▶ _GOAL_: Copy the data below word for word, line by line, from start to finish.

▶ _RECORDS FOR THE EXERCISE_:
↓
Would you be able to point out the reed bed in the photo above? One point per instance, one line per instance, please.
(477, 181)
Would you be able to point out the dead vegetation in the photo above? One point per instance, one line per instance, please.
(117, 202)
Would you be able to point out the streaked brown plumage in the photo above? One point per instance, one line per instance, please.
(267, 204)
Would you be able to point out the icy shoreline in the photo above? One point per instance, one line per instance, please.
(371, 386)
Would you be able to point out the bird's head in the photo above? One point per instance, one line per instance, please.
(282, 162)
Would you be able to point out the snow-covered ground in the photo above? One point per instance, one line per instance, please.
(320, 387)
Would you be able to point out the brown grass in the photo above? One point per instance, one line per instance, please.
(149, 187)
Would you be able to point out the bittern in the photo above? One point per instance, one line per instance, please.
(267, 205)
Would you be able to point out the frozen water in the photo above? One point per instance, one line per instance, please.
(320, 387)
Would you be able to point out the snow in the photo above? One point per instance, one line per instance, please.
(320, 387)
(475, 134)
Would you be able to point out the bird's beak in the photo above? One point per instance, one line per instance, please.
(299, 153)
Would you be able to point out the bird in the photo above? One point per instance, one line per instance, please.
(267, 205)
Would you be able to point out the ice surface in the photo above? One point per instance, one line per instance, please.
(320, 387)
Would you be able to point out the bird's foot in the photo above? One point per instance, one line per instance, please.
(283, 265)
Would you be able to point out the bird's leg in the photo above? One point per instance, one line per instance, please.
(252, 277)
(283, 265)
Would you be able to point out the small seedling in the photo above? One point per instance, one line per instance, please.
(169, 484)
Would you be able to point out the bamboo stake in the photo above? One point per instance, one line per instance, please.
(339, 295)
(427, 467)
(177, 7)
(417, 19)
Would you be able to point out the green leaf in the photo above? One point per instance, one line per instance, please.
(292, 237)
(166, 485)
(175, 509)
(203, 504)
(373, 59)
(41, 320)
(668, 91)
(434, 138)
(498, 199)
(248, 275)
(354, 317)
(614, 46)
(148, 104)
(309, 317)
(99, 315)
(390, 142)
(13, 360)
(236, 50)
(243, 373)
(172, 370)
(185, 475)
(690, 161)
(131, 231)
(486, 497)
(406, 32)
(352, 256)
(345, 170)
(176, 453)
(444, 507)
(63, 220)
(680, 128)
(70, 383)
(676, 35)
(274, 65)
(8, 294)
↑
▶ _THE REPLY_:
Would you be able to point out the reed bed in the photo above? One point per instance, one line per instance, please.
(477, 181)
Would you be able to point out the dead vegetation in the photo above? One point per instance, one line per instance, please.
(117, 202)
Would you be able to point out the streaked brown plumage in the photo above? One point per instance, one line per instance, please.
(267, 204)
Would you be able to point out the icy shoreline in the photo above? One point per instance, one line per instance, please.
(371, 386)
Would you be able to point out the bird's head in the photo above? One point per instance, one line per instance, please.
(282, 162)
Would you be able to point out the snow-covered ground in the photo above? One point per instance, one line per instance, please.
(320, 387)
Would you be able to point out the brown grass in the photo above? One point per instance, one line per instance, please.
(149, 187)
Would you be able to point out the bittern in the photo above? One point per instance, one line per instance, please.
(267, 205)
Would you be able to point out the frozen water in the photo above? One point per instance, one line per instance, please.
(320, 387)
Would you be able to point out the snow in the photo above? One point per instance, one line per instance, please.
(320, 387)
(475, 134)
Would you be able to point out the bird's beak in the photo above? One point per instance, one line per instance, please.
(299, 153)
Would you be able to point out the bird in the photo above? One point per instance, one line per instance, please.
(267, 205)
Would you be able to point out the ice surface in the photo above? One point per instance, one line per instance, please.
(320, 387)
Would you be able to point out the bird's foot in the photo above? One point per instance, one line per instance, please.
(283, 265)
Would you be able to point out the bird's leg in the photo above? One point per instance, one line per instance, please.
(252, 277)
(283, 265)
Would you be able to point out the small seedling in the photo above? One point per instance, one line per instance, please.
(169, 484)
Would you be able to point out the bamboo stake in the photo above? One point per instance, one line per instance, please.
(339, 295)
(427, 467)
(177, 7)
(417, 19)
Would you be able to point out the green leaf in the photo above? One point per instance, one line per instance, please.
(292, 237)
(166, 485)
(175, 509)
(203, 504)
(373, 59)
(41, 320)
(668, 91)
(434, 138)
(498, 199)
(248, 275)
(354, 317)
(614, 46)
(148, 104)
(309, 317)
(99, 315)
(390, 142)
(13, 360)
(236, 50)
(243, 373)
(172, 370)
(185, 475)
(690, 161)
(131, 231)
(486, 497)
(406, 32)
(352, 256)
(345, 170)
(176, 453)
(444, 507)
(63, 220)
(680, 128)
(70, 383)
(676, 35)
(274, 65)
(8, 294)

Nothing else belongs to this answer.